- **Problem details**
Copy out the passage on Part-IS word for word before the rows.

- **Exercise passage**
The consolidated reference document — the Easy Access Rules for Information Security (Regulations (EU) 2023/203 and 2022/1645), with its most recent revision published by EASA in December 2025 — combines both regulations with their Acceptable Means of Compliance (AMC) and Guidance Material (GM), as amended by ED Decision 2023/010/R and the more recent ED Decisions 2025/013/R, 2025/014/R and 2025/015/R.

 

In plain terms: every covered organisation must establish, implement, maintain and continuously improve an Information Security Management System (ISMS) to identify, assess, treat, monitor and report information security risks that could affect aviation safety. The full scope of the organisational requirements runs from IS.I.OR.100 (Scope) through IS.I.OR.260 (Continuous Improvement), with parallel provisions in Part-IS.D.OR for Delegated Regulation entities.

 

That is what Part-IS is. Now to what it is not.

 

Misconception 1: “Part-IS Is a Cybersecurity Regulation”

It is not. Part-IS is an aviation safety regulation that addresses information security as a safety risk vector. The distinction matters legally, organisationally and operationally.

A pure cybersecurity regulation — for example, the NIS2 Directive (Directive (EU) 2022/2555) — is concerned with the resilience of digital infrastructure for its own sake. Part-IS is concerned only with information security risks insofar as their realisation could compromise the safety of an aircraft, an air operation, a maintenance action, a continuing-airworthiness decision, or an ATM/ANS service.

- **Entries shown**
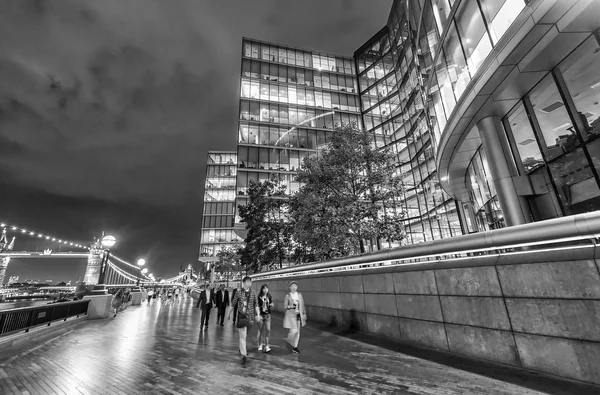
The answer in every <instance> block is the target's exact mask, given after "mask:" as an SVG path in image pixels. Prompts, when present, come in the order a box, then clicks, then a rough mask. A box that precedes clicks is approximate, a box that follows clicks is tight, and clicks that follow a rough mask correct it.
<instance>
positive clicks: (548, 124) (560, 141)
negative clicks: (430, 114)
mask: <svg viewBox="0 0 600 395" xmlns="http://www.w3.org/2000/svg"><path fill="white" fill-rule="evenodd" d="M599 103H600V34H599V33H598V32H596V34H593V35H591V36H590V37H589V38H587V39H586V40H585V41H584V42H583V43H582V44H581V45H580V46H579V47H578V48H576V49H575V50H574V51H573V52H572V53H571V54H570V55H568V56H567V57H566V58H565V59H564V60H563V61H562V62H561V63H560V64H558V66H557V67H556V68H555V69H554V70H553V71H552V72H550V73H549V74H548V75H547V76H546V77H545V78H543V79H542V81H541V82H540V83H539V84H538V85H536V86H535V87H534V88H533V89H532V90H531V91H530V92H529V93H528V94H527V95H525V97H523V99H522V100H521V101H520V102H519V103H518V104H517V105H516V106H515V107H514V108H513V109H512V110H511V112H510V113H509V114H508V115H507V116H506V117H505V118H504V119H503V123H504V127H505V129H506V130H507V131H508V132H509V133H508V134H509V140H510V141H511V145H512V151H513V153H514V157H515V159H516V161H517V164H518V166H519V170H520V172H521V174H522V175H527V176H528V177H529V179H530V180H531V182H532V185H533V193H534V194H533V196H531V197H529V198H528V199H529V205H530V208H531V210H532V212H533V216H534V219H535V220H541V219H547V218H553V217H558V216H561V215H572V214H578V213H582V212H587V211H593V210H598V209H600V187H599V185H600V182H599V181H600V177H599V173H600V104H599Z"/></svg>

- **Response to this exercise**
The consolidated reference document — the Easy Access Rules for Information Security (Regulations (EU) 2023/203 and 2022/1645), with its most recent revision published by EASA in December 2025 — combines both regulations with their Acceptable Means of Compliance (AMC) and Guidance Material (GM), as amended by ED Decision 2023/010/R and the more recent ED Decisions 2025/013/R, 2025/014/R and 2025/015/R.

 

In plain terms: every covered organisation must establish, implement, maintain and continuously improve an Information Security Management System (ISMS) to identify, assess, treat, monitor and report information security risks that could affect aviation safety. The full scope of the organisational requirements runs from IS.I.OR.100 (Scope) through IS.I.OR.260 (Continuous Improvement), with parallel provisions in Part-IS.D.OR for Delegated Regulation entities.

 

That is what Part-IS is. Now to what it is not.

 

Misconception 1: “Part-IS Is a Cybersecurity Regulation”

It is not. Part-IS is an aviation safety regulation that addresses information security as a safety risk vector. The distinction matters legally, organisationally and operationally.

A pure cybersecurity regulation — for example, the NIS2 Directive (Directive (EU) 2022/2555) — is concerned with the resilience of digital infrastructure for its own sake. Part-IS is concerned only with information security risks insofar as their realisation could compromise the safety of an aircraft, an air operation, a maintenance action, a continuing-airworthiness decision, or an ATM/ANS service.